**What is required**
Repeat the entries exactly. Leave nothing out.
+++ Records to process +++
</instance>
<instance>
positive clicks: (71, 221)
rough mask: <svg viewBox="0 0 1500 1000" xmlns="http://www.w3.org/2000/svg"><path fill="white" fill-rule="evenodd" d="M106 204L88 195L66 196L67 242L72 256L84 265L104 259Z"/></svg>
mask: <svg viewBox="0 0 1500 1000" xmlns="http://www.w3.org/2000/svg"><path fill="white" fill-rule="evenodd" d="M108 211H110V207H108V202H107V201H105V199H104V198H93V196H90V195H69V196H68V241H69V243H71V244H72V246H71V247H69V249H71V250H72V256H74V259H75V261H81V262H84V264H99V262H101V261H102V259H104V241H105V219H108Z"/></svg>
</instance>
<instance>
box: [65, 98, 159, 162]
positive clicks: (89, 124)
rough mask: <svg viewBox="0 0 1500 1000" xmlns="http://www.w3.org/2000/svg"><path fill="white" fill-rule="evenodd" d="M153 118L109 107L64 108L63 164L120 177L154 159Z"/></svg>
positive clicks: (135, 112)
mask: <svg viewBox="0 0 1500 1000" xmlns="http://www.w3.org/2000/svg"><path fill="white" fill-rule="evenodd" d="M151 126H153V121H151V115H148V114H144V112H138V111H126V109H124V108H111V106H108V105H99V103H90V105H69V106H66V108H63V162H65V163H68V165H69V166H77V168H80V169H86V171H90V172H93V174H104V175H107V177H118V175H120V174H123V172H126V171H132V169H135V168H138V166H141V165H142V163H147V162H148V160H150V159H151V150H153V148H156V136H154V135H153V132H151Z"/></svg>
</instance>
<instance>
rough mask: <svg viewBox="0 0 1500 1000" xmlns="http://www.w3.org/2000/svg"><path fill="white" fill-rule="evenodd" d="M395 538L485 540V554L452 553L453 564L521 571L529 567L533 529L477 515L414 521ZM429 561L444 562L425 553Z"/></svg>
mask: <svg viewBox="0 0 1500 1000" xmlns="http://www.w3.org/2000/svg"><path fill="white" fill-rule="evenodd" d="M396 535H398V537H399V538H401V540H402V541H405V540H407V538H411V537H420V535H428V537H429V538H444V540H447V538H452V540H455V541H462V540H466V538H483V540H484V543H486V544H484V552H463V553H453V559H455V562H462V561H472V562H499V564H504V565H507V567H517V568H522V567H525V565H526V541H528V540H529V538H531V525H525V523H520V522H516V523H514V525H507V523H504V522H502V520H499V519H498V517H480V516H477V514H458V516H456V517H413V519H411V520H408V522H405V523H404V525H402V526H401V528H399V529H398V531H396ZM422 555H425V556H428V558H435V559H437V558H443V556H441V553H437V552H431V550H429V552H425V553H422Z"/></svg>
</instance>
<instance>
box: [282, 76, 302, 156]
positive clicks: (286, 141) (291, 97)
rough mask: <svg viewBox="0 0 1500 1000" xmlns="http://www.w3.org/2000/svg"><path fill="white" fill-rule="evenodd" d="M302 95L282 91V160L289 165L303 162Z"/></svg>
+++
**Answer to this exercise**
</instance>
<instance>
positive clicks: (71, 221)
rough mask: <svg viewBox="0 0 1500 1000" xmlns="http://www.w3.org/2000/svg"><path fill="white" fill-rule="evenodd" d="M106 204L88 195L66 196L67 242L72 256L84 265L104 259Z"/></svg>
mask: <svg viewBox="0 0 1500 1000" xmlns="http://www.w3.org/2000/svg"><path fill="white" fill-rule="evenodd" d="M108 211H110V207H108V202H107V201H105V199H104V198H93V196H90V195H69V196H68V241H69V243H71V244H72V246H71V247H69V249H71V250H72V256H74V259H75V261H81V262H84V264H99V262H101V261H102V259H104V241H105V219H108Z"/></svg>
</instance>
<instance>
box: [65, 98, 159, 162]
positive clicks: (89, 124)
rough mask: <svg viewBox="0 0 1500 1000" xmlns="http://www.w3.org/2000/svg"><path fill="white" fill-rule="evenodd" d="M153 118L109 107L64 108L63 164L120 177L154 159Z"/></svg>
positive clicks: (135, 112)
mask: <svg viewBox="0 0 1500 1000" xmlns="http://www.w3.org/2000/svg"><path fill="white" fill-rule="evenodd" d="M151 126H153V121H151V115H148V114H144V112H138V111H126V109H124V108H111V106H108V105H99V103H90V105H69V106H66V108H63V162H65V163H68V165H69V166H77V168H80V169H86V171H90V172H93V174H104V175H107V177H118V175H120V174H123V172H126V171H132V169H135V168H138V166H141V165H142V163H147V162H148V160H150V159H151V150H153V148H156V136H154V135H153V132H151Z"/></svg>
</instance>
<instance>
rough mask: <svg viewBox="0 0 1500 1000" xmlns="http://www.w3.org/2000/svg"><path fill="white" fill-rule="evenodd" d="M395 538L485 540V554L452 553L453 564L521 571L529 567L533 529L477 515L414 521ZM429 561L444 562L425 553Z"/></svg>
mask: <svg viewBox="0 0 1500 1000" xmlns="http://www.w3.org/2000/svg"><path fill="white" fill-rule="evenodd" d="M396 535H398V537H399V538H401V540H402V541H405V540H407V538H411V537H420V535H428V537H429V538H444V540H447V538H452V540H455V541H462V540H466V538H483V540H484V543H486V544H484V552H463V553H453V559H455V562H462V561H472V562H499V564H504V565H507V567H517V568H522V567H525V565H526V541H528V540H529V538H531V525H525V523H520V522H516V523H514V525H507V523H504V522H502V520H499V519H498V517H480V516H477V514H458V516H456V517H413V519H411V520H408V522H405V523H404V525H402V526H401V528H399V529H398V531H396ZM422 555H425V556H428V558H435V559H437V558H443V556H441V553H437V552H431V550H429V552H425V553H422Z"/></svg>
</instance>
<instance>
box: [282, 76, 302, 156]
positive clicks: (286, 141) (291, 97)
rough mask: <svg viewBox="0 0 1500 1000" xmlns="http://www.w3.org/2000/svg"><path fill="white" fill-rule="evenodd" d="M302 95L282 91V160L289 165L303 162Z"/></svg>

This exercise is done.